▸ PROBLEM DESCRIPTION: Starting at the line that contains "white shorts, and" and ending at the end of the records, write out every line again with nothing left out, adding 98 to each coordinate in the answers and leaving all other numbers as they are.

▸ INPUT:

□ □ □ □

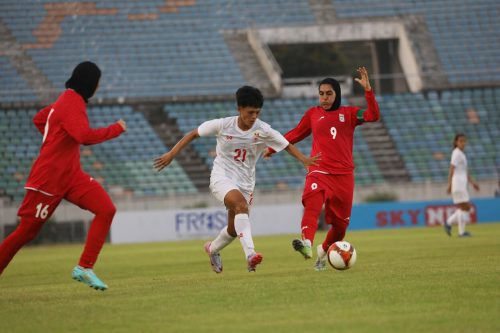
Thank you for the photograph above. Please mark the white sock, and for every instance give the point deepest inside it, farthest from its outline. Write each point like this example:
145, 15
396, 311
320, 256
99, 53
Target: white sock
222, 240
244, 232
453, 218
462, 217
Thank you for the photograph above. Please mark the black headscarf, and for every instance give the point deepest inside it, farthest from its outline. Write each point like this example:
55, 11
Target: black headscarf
336, 87
84, 79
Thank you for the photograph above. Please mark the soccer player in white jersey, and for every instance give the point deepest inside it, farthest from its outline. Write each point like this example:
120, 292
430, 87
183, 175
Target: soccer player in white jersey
458, 177
241, 141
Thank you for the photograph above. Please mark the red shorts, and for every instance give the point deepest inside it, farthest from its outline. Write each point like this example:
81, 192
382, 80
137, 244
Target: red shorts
338, 191
41, 206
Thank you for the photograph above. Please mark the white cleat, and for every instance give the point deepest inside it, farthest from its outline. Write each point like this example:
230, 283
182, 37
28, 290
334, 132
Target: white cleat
320, 264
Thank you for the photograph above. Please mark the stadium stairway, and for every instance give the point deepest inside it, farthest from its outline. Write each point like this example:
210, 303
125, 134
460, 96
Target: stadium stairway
250, 66
425, 52
25, 65
384, 152
167, 130
323, 10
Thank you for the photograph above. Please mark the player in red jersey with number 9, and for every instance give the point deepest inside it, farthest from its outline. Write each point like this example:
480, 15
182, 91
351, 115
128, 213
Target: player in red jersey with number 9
331, 182
57, 173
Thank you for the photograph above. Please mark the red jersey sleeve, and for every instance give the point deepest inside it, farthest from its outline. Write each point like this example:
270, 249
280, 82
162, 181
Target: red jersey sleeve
76, 124
301, 131
40, 119
372, 113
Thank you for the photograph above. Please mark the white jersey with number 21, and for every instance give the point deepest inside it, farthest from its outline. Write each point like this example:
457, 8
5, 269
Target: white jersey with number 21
238, 151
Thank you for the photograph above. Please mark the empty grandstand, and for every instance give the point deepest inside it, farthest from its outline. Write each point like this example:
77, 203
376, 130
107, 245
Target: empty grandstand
169, 65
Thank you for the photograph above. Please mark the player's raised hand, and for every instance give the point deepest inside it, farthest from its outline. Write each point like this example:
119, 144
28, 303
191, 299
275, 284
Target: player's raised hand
123, 124
267, 154
163, 161
363, 78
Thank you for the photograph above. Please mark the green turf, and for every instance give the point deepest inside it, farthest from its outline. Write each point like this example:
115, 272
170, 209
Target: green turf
411, 280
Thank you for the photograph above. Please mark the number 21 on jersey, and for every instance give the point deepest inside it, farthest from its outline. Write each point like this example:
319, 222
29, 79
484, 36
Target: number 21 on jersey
240, 155
333, 132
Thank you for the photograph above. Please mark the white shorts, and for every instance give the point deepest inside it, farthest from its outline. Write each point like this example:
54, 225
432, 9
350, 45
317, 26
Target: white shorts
221, 187
460, 196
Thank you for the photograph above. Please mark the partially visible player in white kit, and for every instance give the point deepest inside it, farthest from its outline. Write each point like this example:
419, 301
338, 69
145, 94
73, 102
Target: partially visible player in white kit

□ □ □ □

▸ EXERCISE RESPONSE:
Thank you for the photograph above. Please mark the white shorts, and for every instance give the point deepest inside it, farthest from its outline. Write each point like this example:
54, 225
432, 9
350, 45
317, 26
Target: white shorts
319, 285
558, 294
Thank you for the photograph above. Please mark the partially visible player in white kit, and for every instance give the point deepest inside it, farthest from its outline. Write each point like this example:
419, 301
338, 69
145, 94
73, 102
Target: partially visible player in white kit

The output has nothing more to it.